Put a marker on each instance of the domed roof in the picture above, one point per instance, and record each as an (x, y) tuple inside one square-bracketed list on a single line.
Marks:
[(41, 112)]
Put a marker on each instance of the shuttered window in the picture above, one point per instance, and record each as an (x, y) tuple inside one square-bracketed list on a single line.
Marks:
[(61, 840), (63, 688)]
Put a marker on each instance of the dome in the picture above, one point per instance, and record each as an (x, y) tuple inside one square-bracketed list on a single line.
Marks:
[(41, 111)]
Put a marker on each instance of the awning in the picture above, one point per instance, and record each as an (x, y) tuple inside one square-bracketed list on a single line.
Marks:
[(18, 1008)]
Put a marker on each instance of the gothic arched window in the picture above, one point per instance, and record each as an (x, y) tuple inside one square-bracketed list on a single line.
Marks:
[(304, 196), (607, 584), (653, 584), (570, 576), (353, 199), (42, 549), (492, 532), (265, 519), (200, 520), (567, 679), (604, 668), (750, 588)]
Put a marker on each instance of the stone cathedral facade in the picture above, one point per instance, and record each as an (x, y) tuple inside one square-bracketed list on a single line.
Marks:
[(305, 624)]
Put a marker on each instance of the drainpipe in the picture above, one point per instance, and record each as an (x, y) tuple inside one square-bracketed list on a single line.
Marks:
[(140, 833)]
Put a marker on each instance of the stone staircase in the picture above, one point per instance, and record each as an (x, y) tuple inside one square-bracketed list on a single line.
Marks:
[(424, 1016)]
=-=-=-=-=
• PROBLEM STATEMENT: Copy out the rows from the start of the rows through the line that contains "[(18, 1008)]", both included and with their requests, and return nothing else. Rescale each point coordinate in the answers by multiplying it by 0.6 and rounding to a whole number, with halves rounded up.

• SOLUTION:
Put a marker on each instance of the domed roof in the picture above, one point per instance, and record each as an (x, y) tuple inside one square-bracketed list on a single line.
Marks:
[(25, 67)]
Put a marker on each instance of the shuttered window in the picture above, one point per instance, and record each as an (x, y) tuple inside one square-bracketed list on a single line.
Marks:
[(37, 504), (38, 413)]
Put a marker on each instance of the dome in the picture above, one point per instance, and record each as an (x, y) tuple inside one square-bracketed list on a single line.
Marks:
[(25, 67)]
Put a marker on each instance of the awning in the picture above, one point per instance, and record each as an (x, y) tuple inside one square-bracketed list on a single line.
Marks:
[(11, 605)]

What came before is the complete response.